• **EXTRACTED TEXT**
— Start —

Composition of Crude Oils
Petroleum originates from the bitumen of source rocks. Migration, however, and especially primary migration, is the cause of considerable changes in composition when bitumen is compared to petroleum. On the one hand, only a small amount of the total dispersed bitumen is mobilized and transferred into carrier or reservoir rocks, and an even smaller amount is accumulated in oil fields. In producing areas the ratio of reservoired oil to dispersed bitumen ranges from 1:10 to 1:10,0009. On the other hand, such drainage is selective, as shown by the gross comparison between the bitumen present in source rocks and the corresponding crude oil in reservoirs. The heaviest and most polar molecules, like asphaltenes, are strongly adsorbed on the source rock and can hardly be expelled into the reservoir. Therefore, the common distribution of petroleum constituents in crude oil parallels the adsorptive behavior of these constituents, i.e., the least polar saturated hydrocarbons are most frequent, then follow aromatics and benzothiophenes, and least abundant are the most polar and most easily adsorbed resins and the least soluble asphaltenes. Even within a given structural type like n-alkanes, light molecules seem to be favored compared to heavy ones.

— End —

• **REQUIRED TASKS**
A. In the passage on crude oil composition above, which molecules are strongly adsorbed on the source rock and can hardly be expelled into the reservoir?
B. For each statement, say whether it agrees with the passage on crude oil composition above, and quote the words that decide it.
(i) Saturated hydrocarbons are the most frequent constituents of crude oil.
(ii) Most of the dispersed bitumen in source rocks is mobilized and transferred into carrier or reservoir rocks.
(iii) Among n-alkanes, heavy molecules seem to be favored over light ones.

• **MATERIAL**
— Start —

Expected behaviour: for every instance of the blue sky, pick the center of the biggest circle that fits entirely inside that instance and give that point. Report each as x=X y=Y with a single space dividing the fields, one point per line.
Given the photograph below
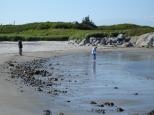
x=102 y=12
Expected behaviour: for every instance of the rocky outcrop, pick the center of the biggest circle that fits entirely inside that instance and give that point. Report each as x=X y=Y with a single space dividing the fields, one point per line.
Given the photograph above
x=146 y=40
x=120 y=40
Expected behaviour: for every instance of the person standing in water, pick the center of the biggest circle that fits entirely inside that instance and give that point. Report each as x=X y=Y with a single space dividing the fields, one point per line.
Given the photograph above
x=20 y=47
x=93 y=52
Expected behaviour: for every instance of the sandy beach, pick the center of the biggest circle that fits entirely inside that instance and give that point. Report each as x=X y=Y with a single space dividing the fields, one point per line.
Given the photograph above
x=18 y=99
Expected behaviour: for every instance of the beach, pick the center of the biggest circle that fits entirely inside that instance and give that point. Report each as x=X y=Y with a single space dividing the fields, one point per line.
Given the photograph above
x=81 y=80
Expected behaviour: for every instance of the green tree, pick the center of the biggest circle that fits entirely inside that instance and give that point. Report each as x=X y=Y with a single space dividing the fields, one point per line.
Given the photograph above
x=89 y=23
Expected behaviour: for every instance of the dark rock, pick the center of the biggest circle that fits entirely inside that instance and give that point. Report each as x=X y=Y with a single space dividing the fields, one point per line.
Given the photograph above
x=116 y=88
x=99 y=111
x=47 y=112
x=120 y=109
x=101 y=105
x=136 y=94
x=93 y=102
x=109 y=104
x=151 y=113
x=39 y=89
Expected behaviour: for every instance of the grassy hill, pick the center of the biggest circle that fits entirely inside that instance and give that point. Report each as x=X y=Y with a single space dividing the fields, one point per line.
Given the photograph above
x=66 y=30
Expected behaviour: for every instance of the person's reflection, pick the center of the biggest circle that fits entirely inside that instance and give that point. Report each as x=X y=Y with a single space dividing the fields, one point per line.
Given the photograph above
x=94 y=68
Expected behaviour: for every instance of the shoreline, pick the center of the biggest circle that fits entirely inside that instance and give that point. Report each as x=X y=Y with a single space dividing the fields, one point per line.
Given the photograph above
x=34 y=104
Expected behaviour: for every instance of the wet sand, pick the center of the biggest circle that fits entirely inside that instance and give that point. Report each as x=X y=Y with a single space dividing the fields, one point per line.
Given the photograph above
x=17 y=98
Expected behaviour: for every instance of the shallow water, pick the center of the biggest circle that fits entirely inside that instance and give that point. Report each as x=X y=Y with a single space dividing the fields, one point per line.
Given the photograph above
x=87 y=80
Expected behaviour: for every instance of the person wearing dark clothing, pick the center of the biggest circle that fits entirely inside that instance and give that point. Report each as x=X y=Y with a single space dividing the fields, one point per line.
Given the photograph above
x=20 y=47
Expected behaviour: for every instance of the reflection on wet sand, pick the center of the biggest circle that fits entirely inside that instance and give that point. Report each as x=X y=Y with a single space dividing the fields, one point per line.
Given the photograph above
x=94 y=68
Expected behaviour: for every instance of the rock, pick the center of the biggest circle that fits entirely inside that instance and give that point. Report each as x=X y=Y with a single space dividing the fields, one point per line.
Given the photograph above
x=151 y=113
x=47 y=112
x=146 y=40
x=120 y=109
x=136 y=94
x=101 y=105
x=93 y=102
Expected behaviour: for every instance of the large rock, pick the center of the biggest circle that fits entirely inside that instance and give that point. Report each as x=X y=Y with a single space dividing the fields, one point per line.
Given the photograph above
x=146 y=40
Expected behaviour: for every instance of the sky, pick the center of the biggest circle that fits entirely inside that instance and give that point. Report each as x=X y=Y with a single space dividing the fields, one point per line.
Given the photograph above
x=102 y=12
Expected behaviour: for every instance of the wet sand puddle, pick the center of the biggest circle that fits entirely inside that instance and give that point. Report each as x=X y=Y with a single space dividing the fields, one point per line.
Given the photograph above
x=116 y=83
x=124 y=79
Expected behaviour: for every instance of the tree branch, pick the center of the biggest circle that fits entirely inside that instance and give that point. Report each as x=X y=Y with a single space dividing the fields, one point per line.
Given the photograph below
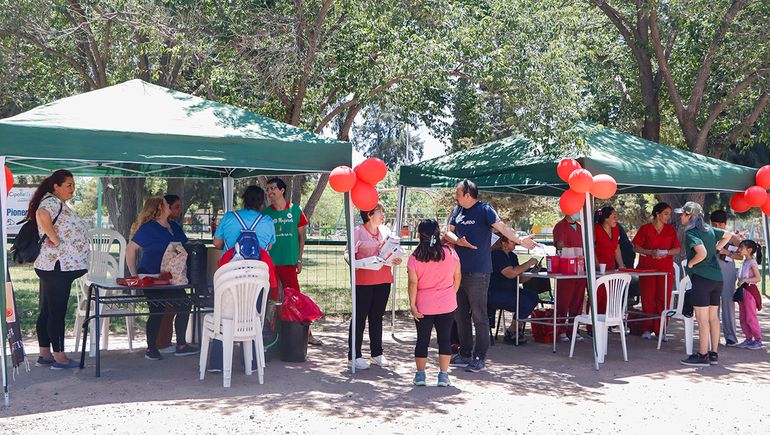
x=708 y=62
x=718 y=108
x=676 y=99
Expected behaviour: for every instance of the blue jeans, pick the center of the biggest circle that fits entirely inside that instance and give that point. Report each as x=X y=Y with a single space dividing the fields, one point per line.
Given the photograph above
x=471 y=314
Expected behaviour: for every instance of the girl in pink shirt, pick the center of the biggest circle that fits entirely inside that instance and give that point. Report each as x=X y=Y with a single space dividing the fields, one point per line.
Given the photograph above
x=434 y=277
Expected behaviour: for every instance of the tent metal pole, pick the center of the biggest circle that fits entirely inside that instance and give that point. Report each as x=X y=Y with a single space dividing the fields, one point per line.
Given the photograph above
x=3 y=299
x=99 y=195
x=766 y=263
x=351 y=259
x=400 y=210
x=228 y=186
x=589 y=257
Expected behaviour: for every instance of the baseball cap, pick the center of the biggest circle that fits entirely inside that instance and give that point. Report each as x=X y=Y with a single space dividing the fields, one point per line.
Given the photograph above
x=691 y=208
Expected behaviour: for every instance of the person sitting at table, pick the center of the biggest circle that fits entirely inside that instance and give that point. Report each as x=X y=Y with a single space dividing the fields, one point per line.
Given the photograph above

— End —
— Start —

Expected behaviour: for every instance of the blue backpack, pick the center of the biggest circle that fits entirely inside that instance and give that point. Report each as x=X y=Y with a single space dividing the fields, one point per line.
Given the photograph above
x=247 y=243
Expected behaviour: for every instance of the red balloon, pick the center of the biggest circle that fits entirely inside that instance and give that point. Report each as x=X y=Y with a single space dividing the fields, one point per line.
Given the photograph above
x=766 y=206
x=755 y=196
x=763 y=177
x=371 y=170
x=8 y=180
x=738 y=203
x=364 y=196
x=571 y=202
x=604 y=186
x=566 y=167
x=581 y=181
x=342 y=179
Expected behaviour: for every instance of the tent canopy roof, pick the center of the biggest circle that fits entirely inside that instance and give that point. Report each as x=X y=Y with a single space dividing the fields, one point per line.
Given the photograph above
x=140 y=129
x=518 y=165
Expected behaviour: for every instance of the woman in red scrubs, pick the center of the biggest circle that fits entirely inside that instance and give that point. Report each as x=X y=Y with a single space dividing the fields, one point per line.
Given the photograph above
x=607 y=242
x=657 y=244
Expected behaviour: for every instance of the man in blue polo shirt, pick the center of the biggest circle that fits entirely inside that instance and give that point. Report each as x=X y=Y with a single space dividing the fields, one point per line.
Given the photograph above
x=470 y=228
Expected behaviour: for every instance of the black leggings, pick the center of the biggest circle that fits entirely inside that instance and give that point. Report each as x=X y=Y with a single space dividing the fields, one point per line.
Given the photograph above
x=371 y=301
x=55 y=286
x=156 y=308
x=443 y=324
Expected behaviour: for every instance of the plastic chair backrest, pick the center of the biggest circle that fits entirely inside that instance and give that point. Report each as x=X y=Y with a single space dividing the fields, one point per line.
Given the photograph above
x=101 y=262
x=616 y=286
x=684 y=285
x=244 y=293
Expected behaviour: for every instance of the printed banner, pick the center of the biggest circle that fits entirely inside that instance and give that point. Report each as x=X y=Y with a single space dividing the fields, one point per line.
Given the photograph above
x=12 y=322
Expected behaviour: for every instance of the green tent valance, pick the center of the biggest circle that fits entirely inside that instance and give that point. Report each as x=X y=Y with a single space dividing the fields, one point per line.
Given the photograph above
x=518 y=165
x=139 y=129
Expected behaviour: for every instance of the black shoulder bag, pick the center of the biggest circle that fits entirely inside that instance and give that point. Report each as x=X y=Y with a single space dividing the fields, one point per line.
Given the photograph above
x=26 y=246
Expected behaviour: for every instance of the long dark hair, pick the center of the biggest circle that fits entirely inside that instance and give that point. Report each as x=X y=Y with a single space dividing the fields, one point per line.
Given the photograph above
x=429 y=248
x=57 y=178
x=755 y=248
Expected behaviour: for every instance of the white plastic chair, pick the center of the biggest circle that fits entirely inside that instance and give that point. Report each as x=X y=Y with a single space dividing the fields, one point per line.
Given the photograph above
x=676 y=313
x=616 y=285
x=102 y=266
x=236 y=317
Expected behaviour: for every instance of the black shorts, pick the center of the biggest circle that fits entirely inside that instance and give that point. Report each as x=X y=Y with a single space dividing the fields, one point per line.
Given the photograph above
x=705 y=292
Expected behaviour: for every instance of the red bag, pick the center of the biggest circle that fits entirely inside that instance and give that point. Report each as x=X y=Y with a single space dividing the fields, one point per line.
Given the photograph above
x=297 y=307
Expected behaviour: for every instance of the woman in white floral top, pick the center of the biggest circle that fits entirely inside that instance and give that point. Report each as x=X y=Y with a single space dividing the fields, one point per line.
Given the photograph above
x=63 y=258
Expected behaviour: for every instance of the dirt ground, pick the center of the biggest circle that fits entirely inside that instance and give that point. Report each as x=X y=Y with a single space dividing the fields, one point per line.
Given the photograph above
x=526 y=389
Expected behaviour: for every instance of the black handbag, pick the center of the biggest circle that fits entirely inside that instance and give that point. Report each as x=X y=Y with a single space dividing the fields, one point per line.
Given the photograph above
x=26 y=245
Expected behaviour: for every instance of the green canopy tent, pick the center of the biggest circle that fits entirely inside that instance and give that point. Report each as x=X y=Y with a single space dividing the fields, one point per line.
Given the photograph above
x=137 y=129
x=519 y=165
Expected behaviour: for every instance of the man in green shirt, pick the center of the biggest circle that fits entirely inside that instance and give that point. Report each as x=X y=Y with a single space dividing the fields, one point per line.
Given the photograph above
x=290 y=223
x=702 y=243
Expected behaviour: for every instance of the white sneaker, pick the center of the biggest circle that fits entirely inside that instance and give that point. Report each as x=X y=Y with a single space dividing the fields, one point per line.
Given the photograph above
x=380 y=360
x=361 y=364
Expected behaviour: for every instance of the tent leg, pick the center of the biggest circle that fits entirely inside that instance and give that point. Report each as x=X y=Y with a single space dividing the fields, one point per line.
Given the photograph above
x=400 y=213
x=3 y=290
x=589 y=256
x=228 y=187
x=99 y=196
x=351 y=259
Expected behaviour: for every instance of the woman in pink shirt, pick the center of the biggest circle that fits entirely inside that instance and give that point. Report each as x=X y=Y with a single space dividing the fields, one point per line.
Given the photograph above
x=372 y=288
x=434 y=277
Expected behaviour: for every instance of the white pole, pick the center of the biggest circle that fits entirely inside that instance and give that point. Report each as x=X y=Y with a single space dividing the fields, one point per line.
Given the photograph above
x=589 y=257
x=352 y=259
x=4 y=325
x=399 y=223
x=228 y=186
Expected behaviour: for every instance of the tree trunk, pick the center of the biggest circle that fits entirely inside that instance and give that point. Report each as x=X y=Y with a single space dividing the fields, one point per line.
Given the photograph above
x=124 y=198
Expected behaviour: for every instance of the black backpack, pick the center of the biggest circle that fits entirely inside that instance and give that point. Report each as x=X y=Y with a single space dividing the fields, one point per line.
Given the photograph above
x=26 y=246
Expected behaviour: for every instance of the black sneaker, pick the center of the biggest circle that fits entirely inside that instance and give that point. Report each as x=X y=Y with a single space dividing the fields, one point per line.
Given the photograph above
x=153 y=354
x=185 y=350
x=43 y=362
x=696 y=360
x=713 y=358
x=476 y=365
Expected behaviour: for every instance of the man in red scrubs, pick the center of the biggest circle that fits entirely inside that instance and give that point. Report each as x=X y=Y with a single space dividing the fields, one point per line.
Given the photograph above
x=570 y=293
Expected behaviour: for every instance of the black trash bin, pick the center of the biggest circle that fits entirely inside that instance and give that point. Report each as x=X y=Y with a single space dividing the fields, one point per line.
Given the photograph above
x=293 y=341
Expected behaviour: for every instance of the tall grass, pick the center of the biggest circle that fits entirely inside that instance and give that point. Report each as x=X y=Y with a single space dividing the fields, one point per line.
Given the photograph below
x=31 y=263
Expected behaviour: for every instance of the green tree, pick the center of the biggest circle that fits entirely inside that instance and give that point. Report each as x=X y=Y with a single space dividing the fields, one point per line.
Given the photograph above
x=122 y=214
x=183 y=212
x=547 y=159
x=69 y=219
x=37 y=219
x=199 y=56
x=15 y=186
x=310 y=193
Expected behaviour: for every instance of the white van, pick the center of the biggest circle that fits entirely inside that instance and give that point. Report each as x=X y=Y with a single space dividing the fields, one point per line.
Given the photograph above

— End —

• **SOLUTIONS TO THE TASKS**
A. The heaviest and most polar molecules, like asphaltenes.

B.
(i) Yes: "the least polar saturated hydrocarbons are most frequent"
(ii) No: "only a small amount of the total dispersed bitumen is mobilized and transferred into carrier or reservoir rocks"
(iii) No: "light molecules seem to be favored compared to heavy ones"